## Objetivo del ejercicio:
Prolonga el artículo sobre el hombre entero y verdadero a partir de la pregunta «¿Y quién se tiene a sí mismo?», con el mismo tono y estilo.

## Fragmento proporcionado:
⁂

Ahora (Madrid), 1 de enero de 1936
El hombre entero y verdadero, con su completo organismo espiritual encamado en el corporal, sus entrañas y su piel anímicas, órganos cual círculos ya concéntricos, ya secantes los unos a los otros. Lo que se ha llamado el microcosmo, el pequeño mundo o, mejor, universo individual —y personal— dentro del vasto mundo, del individuo universal. (Suele dársele otro nombre.) Lo que se dice una persona. Y es el sujeto de la religión y de la política, que es otra religión, la religión civil. Y ¡ay si la persona se descompone, se desorganiza, se desparrama! ¡Ay si la religión y la política —como la ciencia y el arte— no cogen al hombre entero y verdadero, en su entereza y en su verdad:
Primero, el pequeño individuo animal, ceñido por su cuerpo, preocupado de su salud y su bienestar individuales y con su pequeña conciencia incomunicable. O acaso con una trágica o cómica intimidad. “Es muy suyo”, se dice de un sujeto así. Y no es suyo ni de nadie. “¿Qué idea tiene usted de sí mismo?”, se preguntaba en una de esas enquisas (enquestas) disparatadas. ¡Como si alguien tuviese idea alguna de sí mismo! A lo más, una idea de la idea que los demás tienen de él. La idea de sí mismo es uno mismo. ¿Y quién se tiene a sí mismo?

⁂

## Filas de datos:

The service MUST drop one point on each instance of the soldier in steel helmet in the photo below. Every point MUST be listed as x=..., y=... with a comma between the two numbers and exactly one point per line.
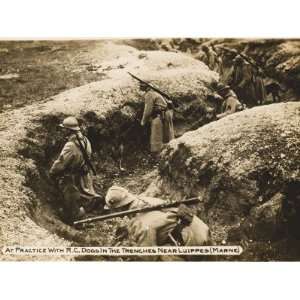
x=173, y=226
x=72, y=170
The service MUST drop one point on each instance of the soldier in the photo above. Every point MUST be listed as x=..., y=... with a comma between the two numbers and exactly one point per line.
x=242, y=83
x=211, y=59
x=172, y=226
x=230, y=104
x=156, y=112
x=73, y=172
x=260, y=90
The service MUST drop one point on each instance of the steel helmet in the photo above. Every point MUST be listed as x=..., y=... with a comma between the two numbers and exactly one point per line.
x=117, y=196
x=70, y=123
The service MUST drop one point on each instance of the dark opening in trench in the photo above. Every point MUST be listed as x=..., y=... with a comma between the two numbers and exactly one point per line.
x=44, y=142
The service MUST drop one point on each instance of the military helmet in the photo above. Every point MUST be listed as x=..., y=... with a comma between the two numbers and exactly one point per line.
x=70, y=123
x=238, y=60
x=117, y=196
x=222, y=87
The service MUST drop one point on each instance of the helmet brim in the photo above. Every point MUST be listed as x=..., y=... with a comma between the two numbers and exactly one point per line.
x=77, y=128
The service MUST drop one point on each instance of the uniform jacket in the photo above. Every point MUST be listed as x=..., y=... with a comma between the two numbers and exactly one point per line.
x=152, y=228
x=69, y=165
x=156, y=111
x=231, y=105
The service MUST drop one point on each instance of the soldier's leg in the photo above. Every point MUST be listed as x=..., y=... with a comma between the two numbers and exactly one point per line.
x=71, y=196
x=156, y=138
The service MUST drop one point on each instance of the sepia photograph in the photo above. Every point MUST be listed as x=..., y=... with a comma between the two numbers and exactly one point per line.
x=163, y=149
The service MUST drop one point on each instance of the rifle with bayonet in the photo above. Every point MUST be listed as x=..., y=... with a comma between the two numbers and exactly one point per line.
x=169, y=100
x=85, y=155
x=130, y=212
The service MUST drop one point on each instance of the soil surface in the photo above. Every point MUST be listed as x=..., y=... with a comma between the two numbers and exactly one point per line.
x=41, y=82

⁂

## La respuesta:
Pero este mínimo sujeto es hijo, hermano, padre, novio, marido... Tiene familia. Como no sea un absoluto solitario, un ermitaño o un anacoreta. Y aun entonces… Y envolviendo al sujeto individual está el familiar. Como a éste le envuelve el civil, el que es miembro —y órgano— de una comunidad superfamiliar. En la que ejerce una profesión, un oficio. Oficio quiere decir deber. Y ello le coloca en una clase. Lo que hace el sujeto social. Que cuando vive dentro de historia humana pertenece a una nación. Y las naciones se organizan en la Historia, que es la civilización, y fraguan una cultura, una humanidad. Y hay una concepción internacional; más aún: mundial; aun más : universal. Si se quiere, cósmica.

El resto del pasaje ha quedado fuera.